Task item: Each record below should be given again exactly as it reads.

--- Information supplied ---

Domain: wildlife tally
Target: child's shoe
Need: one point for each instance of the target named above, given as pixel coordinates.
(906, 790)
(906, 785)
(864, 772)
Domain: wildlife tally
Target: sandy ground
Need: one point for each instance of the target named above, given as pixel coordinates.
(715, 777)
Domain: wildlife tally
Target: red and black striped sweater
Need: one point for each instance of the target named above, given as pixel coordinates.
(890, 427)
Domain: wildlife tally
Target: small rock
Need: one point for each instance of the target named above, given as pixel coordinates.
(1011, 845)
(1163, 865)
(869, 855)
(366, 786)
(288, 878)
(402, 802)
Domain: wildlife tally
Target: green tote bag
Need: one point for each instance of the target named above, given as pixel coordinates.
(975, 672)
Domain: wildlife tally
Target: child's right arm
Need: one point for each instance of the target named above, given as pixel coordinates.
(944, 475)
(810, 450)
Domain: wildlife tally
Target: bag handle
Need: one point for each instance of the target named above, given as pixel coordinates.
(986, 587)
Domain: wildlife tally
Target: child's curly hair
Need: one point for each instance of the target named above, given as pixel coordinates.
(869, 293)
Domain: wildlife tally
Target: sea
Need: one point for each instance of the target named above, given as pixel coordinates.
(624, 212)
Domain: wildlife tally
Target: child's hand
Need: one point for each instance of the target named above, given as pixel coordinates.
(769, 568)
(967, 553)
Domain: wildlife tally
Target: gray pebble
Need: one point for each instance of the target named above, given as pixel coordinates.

---

Completed task:
Domain: wildlife tally
Target: child's shoe
Need: one point for each instance of the target named above, given as pixel coordinates.
(906, 790)
(906, 785)
(864, 772)
Domain: wildlife tally
Target: sandy ground
Need: one point for each instance of the target named above, given as pixel coordinates.
(715, 777)
Domain: wildlife tally
Target: red and black striped sweater
Need: one point for each instance of the target named above, given as pixel coordinates.
(890, 427)
Domain: wildlife tally
Target: small rock
Need: one point for each instance of the target named above, given as pixel coordinates.
(1011, 845)
(1163, 865)
(869, 855)
(366, 786)
(288, 878)
(402, 802)
Domain: wildlife tally
Target: green tote bag
Need: one point for each instance of the target named above, given as pixel coordinates.
(975, 672)
Domain: wildlife tally
Target: child's right arm
Need: one point for each instance of the target named above, given as pixel coordinates.
(944, 475)
(810, 450)
Domain: wildlife tally
Target: bag handle
Need: one point for each instance of the target named above, given as pixel coordinates.
(986, 587)
Domain: wildlife tally
Target: child's curly hair
Need: one point for each instance of the target named above, given as pixel coordinates.
(869, 293)
Domain: wildlife tally
Target: sea
Need: one point for each instance of the target named above, given as pixel coordinates.
(624, 212)
Domain: wildlife tally
Target: child's hand
Need: one point for each instance of the target named above, given as pixel coordinates.
(769, 568)
(967, 553)
Domain: wildlife tally
Target: gray pebble
Need: one point for each instance of the target named above, given as pixel coordinates.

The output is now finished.